BEGIN SOURCE PASSAGE

Misleading the Mainstream

If smoking causes lung cancer the same logic says swimming causes drowning.  We know how much more chance we have of getting lung cancer if we smoke vs if we don’t, generally.  But no one seems to know or care how much chance we have of getting cancer regardless of smoking.

The statistics we most often hear are designed to control us rather than inform us.  It may not be intentional but it is hard to deny the scare tactics.

For example the vaccine against Shingles virus is advertised as 51% effective, but if you read the fine print you find the truth.  of 2.5% of people in the study got the disease without the vaccine, and only 1.3% of the people who got the vaccine.  So the useful statistic is that you reduce your chances of getting shingles by 1% if you take the vaccine.

You can blame the drug companies or the doctors who swallow their line, but the only defense is to read and understand the ideas yourself.  Smoking is the best example.  We all read all the time that Smoking Causes Cancer.  And at some level we all know that does NOT mean that everyone who ever smoked will get cancer.  Many of us don’t think much past that point at all.

It is good for your health to quit smoking.  Not only because of lung cancer but other diseases as well.  Controlling us to quit with lies and half truths is probably a good thing overall.  But in some of us the lies and half truths leads us to distrust all authority,  And when that happens who do we turn to?

There is no substitute for thinking for one’s self.  And it appears to me the problem is the way statistics are presented.  It is more useful to me to find my overall risk of contracting cancer than it is to find how much more or less chance I have than someone else.

Risky behavior should be identified, and smoking is definitely a health risk.  But is it more risky than driving or swimming or mountain climbing? That isn’t very helpful to know.  But we are constantly inundated with statistics that show smoking is more risky than non-smoking as if that is helpful.

In our lifetimes we have a 42% chance of getting cancer of any type and a 23% chance of dying from a cancer.  We have a 7% chance of getting lung cancer and a 6% chance of dying from lung cancer.  This is overall, without separating the data out for smokers and non-smokers or family history or any other issue.  https://tinyurl.com/y7ct546w

Then try finding data about lung cancer in non smokers and you get a mishmash of data that is hard to find meaning.  Ten to 15% of lung cancer appears in “neversmokers” and immediately we are guided to other risk factors that may have contributed to such a cancer.  It appears we are being lead to the idea that all cancer is caused by our behavior, that if we did nothing at all our whole lives but sit in a climate controlled room eating non-cancer causing foods we would not get cancer.  But does anyone believe that is true?  Perhaps we should design some sort of study to that effect.

Regardless the most useful information overall is the risk of getting cancer, which is over the entire population.  If you add risk behavior like smoking to your profile you will raise your risk of getting cancer and lower that of the rest of the population, presumably.

It would be useful to find out how my chances of getting cancer overall change if I eliminate risk behavior like smoking.  Can I find data for non smokers with no substantial family history of cancers?  Difficult to find, but that would be more helpful than knowing that I reduce my risk of lung cancer by 80% if I never smoked.  80% of what?  Of the 7% chance I have of getting lung cancer overall?  The weather man is 80% correct 7% of the time.  The statistics become meaningless and are only used to say “quit smoking”.

END SOURCE PASSAGE

ACTIVITY:
Edit the smoking statistics passage between "If smoking causes" and "regardless of smoking.", inclusive, and give that part back with "drowning" replaced by "sunburn".

BEGIN SUPPLIED INFORMATION

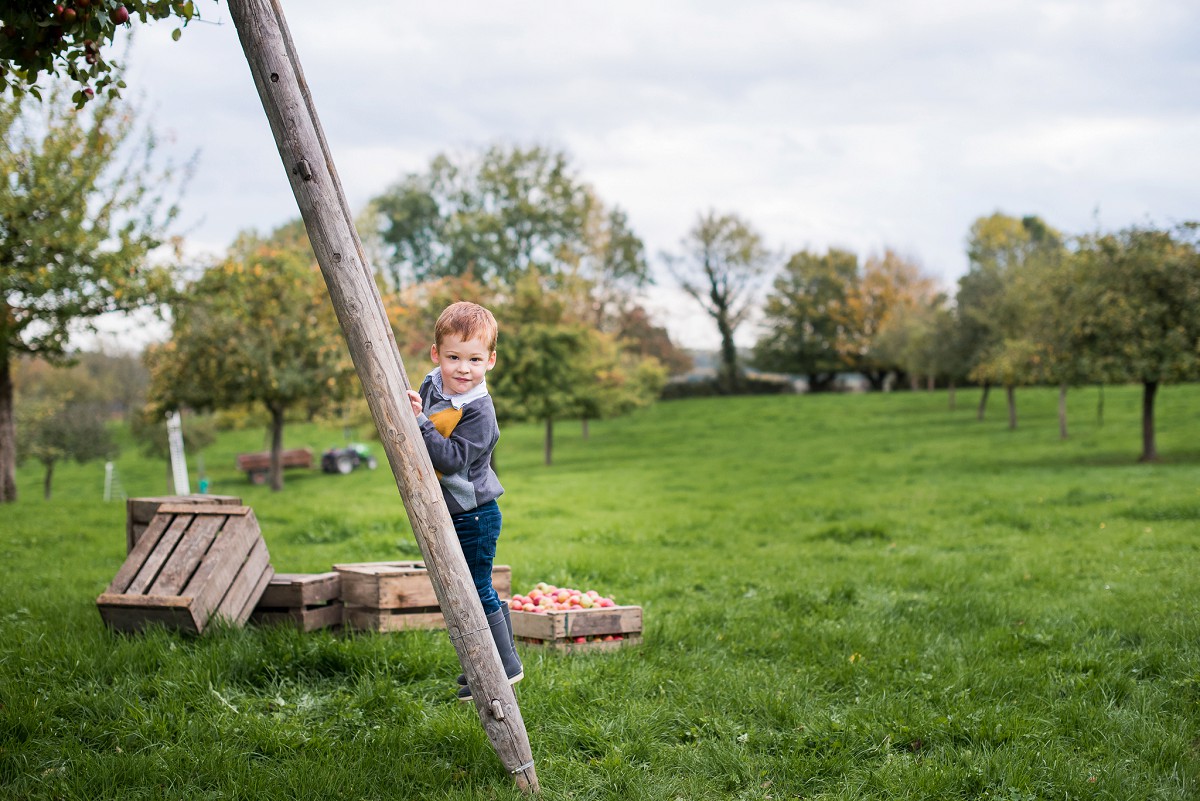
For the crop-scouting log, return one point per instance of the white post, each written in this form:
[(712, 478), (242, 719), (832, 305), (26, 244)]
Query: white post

END SUPPLIED INFORMATION

ANSWER SECTION:
If smoking causes lung cancer the same logic says swimming causes sunburn.  We know how much more chance we have of getting lung cancer if we smoke vs if we don’t, generally.  But no one seems to know or care how much chance we have of getting cancer regardless of smoking.